Start of PASSAGE TO READ
Recca Holzel, Shelby Rheinschmidt, Zoya Ansari
The base pairs found in DNA can interact in non-traditional ways. When the sequence of As, Ts, Gs, and Cs are just right, a complex known as a G-quadruplex can form. Our goal is to write code that can scan through a given DNA sequence and identify the location of sequences that may give rise to G-quadruplexes.
The G-quadruplex is a unique secondary structure of DNA and forms when guanines participate in Hoogsteen base pairing, a type of non-canonical base pairing distinct from normal Watson-Crick base pairing. These structures usually need to be stabilized by a central metal[1].
G-quadruplexes (G4s) are known to be involved with transcriptional dysregulation and DNA damage and are associated with cancer and age-related diseases. G4 formation can lead to stalls in replication forks leading to DNA strand breaks leading to mutations and signaling dysregulation [20]. However, G-quadruplexes do not always have deleterious effects. They are often found in DNA promotor regions, suggesting they may play a role in regulating gene expression [3]. Thus, identifying G-quadruplexes is important not just for human health, but also for understanding how different organisms regulate protein production. We seek to identify how G4 formation varies among different organisms and how G4s are distributed within organisms.
Do some organisms have more G-quadruplexes in their genomes than others?
For organisms that have multiple chromosomes, like humans and yeast, are G-quadruplexes evenly distributed among chromosomes?
Does GC content predict G-quadruplex abundance?
Are G-quadruplexes mostly found within genes or outside genes?
Are there trends in which genes are most enriched for G-quadruplexes?
End of PASSAGE TO READ
Start of ENTRIES SUPPLIED
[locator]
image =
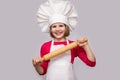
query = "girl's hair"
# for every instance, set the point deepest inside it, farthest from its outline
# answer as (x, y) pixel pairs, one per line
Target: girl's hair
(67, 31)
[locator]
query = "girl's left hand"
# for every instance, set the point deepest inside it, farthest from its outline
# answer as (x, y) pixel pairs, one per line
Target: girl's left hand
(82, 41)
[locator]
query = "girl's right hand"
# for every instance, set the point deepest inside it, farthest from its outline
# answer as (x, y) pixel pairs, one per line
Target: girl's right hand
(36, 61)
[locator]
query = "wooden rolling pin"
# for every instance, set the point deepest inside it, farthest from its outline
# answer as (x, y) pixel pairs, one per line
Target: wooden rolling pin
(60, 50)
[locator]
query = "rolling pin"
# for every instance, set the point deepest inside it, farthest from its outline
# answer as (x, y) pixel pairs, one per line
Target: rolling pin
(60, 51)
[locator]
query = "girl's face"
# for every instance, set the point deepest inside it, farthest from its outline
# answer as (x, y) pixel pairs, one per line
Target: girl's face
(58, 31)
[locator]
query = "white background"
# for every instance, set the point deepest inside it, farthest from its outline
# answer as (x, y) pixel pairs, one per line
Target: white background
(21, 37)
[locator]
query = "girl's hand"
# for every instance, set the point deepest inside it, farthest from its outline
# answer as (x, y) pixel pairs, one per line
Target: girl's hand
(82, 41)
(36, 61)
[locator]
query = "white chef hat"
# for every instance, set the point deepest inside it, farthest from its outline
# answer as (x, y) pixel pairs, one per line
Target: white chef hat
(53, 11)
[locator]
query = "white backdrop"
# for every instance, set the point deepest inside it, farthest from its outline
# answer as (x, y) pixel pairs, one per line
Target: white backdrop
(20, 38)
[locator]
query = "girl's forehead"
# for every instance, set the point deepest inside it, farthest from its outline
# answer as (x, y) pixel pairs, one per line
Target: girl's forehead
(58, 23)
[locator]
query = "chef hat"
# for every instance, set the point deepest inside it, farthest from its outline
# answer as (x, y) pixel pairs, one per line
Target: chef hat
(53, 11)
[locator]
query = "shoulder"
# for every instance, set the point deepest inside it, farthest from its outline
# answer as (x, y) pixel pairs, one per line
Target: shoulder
End of ENTRIES SUPPLIED
→ **YOUR ASSIGNMENT**: Quote the G-quadruplex text between "The G-quadruplex is" and "a central metal[1].", inclusive. Please rely on the text by itself, not on the records.

→ **ANSWER AREA**:
The G-quadruplex is a unique secondary structure of DNA and forms when guanines participate in Hoogsteen base pairing, a type of non-canonical base pairing distinct from normal Watson-Crick base pairing. These structures usually need to be stabilized by a central metal[1].